(Entries supplied Opens)

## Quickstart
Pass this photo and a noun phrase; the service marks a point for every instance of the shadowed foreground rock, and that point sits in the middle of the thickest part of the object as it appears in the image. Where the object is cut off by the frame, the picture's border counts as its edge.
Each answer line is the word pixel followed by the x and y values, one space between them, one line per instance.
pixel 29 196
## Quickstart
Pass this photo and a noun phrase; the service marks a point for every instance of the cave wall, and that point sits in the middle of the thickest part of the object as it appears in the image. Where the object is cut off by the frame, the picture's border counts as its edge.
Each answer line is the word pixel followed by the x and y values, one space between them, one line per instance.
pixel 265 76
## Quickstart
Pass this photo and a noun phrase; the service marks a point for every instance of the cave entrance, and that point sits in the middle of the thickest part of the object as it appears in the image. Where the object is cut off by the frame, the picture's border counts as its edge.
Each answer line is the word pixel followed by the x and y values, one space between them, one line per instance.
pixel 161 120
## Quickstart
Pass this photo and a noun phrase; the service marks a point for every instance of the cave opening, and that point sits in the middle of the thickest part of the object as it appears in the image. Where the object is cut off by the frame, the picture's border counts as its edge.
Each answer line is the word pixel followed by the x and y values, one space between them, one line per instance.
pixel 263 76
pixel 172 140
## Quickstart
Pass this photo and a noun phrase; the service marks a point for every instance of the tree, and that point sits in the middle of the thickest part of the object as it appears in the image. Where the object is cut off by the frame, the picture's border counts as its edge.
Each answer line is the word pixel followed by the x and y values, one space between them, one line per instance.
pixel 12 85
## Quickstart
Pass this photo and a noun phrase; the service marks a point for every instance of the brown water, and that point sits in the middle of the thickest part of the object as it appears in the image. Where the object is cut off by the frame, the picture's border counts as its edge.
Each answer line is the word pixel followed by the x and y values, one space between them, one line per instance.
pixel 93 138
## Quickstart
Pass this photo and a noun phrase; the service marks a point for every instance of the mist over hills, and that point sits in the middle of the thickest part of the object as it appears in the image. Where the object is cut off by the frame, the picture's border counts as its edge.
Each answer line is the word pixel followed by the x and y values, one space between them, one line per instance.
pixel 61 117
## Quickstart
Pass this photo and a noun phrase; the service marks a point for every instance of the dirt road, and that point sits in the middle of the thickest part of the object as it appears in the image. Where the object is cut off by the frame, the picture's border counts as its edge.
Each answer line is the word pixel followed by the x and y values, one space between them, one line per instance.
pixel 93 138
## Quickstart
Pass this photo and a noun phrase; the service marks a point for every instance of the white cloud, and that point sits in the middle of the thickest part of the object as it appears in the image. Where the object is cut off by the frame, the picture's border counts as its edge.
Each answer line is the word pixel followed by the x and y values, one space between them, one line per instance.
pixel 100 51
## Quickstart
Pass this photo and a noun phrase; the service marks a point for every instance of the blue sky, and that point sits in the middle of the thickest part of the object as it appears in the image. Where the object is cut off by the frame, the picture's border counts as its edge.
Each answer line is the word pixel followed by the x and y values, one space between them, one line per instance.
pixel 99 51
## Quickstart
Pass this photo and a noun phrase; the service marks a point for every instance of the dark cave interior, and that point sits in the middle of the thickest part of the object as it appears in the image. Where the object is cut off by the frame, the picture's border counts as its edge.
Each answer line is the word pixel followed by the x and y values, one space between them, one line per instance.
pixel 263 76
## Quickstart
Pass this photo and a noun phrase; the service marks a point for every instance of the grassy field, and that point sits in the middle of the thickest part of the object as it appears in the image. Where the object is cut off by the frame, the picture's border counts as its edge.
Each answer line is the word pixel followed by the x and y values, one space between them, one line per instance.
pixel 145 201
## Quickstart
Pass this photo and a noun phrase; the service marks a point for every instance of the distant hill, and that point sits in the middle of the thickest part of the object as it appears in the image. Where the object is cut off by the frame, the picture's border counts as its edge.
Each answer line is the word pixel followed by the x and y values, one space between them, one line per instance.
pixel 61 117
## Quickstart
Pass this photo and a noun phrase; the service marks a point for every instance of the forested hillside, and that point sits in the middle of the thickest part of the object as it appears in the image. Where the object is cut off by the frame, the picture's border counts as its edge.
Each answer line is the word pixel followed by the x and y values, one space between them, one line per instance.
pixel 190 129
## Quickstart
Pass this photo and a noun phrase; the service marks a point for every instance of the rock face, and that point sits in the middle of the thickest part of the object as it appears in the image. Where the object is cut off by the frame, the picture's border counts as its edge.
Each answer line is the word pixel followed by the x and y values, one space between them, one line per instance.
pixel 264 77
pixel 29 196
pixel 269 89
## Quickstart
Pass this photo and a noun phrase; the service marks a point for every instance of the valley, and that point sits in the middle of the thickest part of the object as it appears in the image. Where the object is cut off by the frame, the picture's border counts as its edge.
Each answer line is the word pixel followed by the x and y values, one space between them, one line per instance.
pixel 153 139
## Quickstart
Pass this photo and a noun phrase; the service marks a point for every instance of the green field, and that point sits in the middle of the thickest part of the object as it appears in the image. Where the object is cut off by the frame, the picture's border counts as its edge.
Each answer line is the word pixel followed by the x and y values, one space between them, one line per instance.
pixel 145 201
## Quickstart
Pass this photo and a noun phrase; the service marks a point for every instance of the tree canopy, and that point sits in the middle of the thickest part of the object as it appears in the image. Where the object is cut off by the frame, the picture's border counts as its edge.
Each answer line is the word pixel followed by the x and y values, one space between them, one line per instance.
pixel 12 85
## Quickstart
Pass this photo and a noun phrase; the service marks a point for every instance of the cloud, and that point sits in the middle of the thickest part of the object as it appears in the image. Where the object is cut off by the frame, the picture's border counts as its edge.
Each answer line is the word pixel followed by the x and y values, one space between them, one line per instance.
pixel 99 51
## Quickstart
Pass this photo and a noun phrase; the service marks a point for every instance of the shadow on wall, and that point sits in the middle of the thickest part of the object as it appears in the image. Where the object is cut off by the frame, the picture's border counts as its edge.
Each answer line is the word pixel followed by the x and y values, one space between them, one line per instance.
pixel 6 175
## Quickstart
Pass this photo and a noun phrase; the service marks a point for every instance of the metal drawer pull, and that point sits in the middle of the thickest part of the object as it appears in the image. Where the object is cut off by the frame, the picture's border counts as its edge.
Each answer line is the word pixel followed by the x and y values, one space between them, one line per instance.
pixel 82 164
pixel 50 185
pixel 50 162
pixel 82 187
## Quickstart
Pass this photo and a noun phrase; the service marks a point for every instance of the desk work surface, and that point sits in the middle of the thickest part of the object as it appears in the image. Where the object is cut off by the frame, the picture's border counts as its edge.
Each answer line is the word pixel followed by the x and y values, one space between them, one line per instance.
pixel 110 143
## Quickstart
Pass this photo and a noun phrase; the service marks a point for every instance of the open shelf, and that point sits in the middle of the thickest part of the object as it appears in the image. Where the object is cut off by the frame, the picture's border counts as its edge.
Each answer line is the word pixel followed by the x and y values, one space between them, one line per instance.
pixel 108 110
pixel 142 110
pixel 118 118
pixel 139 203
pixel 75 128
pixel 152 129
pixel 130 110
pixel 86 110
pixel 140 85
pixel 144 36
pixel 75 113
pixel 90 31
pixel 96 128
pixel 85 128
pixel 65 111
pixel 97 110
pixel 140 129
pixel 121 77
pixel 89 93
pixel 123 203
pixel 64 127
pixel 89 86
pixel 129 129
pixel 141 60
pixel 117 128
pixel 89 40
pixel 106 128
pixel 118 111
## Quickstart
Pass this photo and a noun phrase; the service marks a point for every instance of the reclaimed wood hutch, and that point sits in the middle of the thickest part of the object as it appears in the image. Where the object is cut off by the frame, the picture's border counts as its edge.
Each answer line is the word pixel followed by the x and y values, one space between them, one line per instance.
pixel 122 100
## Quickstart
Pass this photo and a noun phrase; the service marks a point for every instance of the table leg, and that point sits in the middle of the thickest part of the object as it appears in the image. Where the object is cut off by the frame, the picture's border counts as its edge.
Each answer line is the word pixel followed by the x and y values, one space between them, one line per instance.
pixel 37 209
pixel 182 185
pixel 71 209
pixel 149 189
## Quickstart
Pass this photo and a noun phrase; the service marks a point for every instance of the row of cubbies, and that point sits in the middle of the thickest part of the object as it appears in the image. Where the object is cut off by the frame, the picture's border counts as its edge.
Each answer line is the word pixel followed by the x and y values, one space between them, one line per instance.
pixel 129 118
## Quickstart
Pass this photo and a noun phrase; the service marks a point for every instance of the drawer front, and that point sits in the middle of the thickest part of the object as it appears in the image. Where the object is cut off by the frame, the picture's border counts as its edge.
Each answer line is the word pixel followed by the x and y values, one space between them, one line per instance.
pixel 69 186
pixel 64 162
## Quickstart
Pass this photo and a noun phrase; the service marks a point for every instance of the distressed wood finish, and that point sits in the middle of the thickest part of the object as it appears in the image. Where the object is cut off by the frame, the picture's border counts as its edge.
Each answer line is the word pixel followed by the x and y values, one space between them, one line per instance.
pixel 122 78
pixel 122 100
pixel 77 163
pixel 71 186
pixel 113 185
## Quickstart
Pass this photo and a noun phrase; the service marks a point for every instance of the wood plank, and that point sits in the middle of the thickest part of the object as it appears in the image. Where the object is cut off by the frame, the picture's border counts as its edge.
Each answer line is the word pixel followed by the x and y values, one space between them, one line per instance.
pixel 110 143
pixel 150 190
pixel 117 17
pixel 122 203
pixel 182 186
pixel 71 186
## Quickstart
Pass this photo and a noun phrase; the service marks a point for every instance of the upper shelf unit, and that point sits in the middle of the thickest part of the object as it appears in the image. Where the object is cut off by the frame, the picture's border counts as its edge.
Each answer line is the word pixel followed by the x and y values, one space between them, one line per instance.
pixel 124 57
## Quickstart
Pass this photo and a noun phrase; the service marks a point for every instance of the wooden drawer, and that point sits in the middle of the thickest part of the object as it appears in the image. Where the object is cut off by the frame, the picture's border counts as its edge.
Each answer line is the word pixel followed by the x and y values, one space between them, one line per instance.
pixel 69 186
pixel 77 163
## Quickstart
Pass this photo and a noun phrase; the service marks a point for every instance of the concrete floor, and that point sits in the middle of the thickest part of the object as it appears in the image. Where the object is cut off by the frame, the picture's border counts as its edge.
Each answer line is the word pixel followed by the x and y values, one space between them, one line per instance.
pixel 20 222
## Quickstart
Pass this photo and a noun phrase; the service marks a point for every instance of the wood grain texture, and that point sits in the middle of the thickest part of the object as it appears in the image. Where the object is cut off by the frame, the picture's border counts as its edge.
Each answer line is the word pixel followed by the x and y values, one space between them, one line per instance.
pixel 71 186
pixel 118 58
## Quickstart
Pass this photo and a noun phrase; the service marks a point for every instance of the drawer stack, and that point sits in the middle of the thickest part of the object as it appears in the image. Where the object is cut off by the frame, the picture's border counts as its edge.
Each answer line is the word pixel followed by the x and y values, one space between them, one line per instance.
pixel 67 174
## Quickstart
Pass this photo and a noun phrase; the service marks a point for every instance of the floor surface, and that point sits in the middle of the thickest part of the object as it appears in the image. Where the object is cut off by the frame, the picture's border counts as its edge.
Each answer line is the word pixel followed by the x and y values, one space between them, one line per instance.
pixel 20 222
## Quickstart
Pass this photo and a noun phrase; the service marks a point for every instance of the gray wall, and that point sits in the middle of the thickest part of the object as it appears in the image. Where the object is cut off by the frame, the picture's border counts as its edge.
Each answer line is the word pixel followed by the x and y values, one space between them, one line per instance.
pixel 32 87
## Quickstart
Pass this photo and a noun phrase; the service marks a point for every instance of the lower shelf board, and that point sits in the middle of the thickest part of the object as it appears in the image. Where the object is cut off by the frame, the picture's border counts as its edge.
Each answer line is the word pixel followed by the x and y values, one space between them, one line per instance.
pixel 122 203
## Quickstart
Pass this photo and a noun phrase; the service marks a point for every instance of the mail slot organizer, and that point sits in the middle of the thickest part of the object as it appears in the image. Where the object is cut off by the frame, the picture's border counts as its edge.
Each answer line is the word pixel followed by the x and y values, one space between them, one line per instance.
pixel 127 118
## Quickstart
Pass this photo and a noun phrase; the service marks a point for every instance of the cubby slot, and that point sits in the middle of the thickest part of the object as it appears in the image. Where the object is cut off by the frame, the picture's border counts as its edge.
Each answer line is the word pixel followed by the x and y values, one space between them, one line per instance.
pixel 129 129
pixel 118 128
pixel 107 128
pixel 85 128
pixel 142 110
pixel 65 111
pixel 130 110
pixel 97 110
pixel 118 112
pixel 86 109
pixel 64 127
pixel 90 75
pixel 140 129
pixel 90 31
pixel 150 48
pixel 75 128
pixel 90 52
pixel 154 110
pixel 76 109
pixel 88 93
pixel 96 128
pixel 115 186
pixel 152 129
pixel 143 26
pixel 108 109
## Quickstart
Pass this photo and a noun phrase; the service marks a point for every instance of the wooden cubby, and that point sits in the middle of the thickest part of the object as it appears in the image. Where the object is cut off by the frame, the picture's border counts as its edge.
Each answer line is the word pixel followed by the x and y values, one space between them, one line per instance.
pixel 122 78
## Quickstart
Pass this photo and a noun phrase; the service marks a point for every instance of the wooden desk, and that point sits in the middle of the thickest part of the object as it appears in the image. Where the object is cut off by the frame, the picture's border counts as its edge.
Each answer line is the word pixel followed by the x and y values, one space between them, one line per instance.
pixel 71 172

(Entries supplied Closes)

- What you are asked to do: Using the word "cloud" as the filter, copy each matching line from the material.

- Written response:
Pass this photo and a noun phrase; the service marks a point for every instance of the white cloud, and that point sits in the middle of the thickest part of the object as it appears in the image. Where the object is cut off by the frame, the picture's border counts as its edge.
Pass this photo and a noun phrase; the service marks a point for every instance of the cloud, and that point sits in the middle of the thickest part of the object as it appears in the image. Where the object is cut off by the frame, the picture's border counts as its edge.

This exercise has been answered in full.